What you have to do » Print the items verbatim, starting with their first line and continuing through the line containing "Mark the region of every instance of the **tree", including both of those lines.

Entries shown »

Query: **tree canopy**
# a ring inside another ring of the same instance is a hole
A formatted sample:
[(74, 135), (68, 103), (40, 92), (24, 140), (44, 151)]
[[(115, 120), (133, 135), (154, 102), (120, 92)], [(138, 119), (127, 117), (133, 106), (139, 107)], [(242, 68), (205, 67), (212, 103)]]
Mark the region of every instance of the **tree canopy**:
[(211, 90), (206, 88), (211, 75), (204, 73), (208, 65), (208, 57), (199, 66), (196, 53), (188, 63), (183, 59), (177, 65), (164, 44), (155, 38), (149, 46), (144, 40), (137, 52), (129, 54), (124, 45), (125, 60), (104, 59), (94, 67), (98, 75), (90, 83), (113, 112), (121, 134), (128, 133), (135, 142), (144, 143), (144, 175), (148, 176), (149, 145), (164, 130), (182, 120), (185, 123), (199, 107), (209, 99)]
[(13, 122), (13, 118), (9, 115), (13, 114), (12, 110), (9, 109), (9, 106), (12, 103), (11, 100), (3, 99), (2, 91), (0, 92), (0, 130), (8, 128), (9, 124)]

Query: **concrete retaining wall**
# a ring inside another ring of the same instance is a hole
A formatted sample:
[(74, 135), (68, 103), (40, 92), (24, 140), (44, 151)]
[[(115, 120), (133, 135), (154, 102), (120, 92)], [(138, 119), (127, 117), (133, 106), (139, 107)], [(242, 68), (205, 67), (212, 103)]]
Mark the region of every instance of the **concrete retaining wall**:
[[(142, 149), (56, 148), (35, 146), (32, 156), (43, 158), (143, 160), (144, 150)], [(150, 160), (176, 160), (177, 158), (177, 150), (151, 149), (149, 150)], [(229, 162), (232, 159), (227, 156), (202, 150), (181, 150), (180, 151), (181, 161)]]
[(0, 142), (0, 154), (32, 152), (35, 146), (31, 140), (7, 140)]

Solution to this task »
Query: **tree canopy**
# a ring inside another ring of the same instance is a hole
A formatted sample:
[(74, 135), (68, 103), (40, 92), (24, 140), (44, 151)]
[[(115, 120), (133, 135), (154, 102), (120, 92)], [(138, 119), (127, 117), (133, 106), (139, 107)], [(242, 68), (205, 67), (212, 103)]]
Mark the region of every instance of the **tree canopy**:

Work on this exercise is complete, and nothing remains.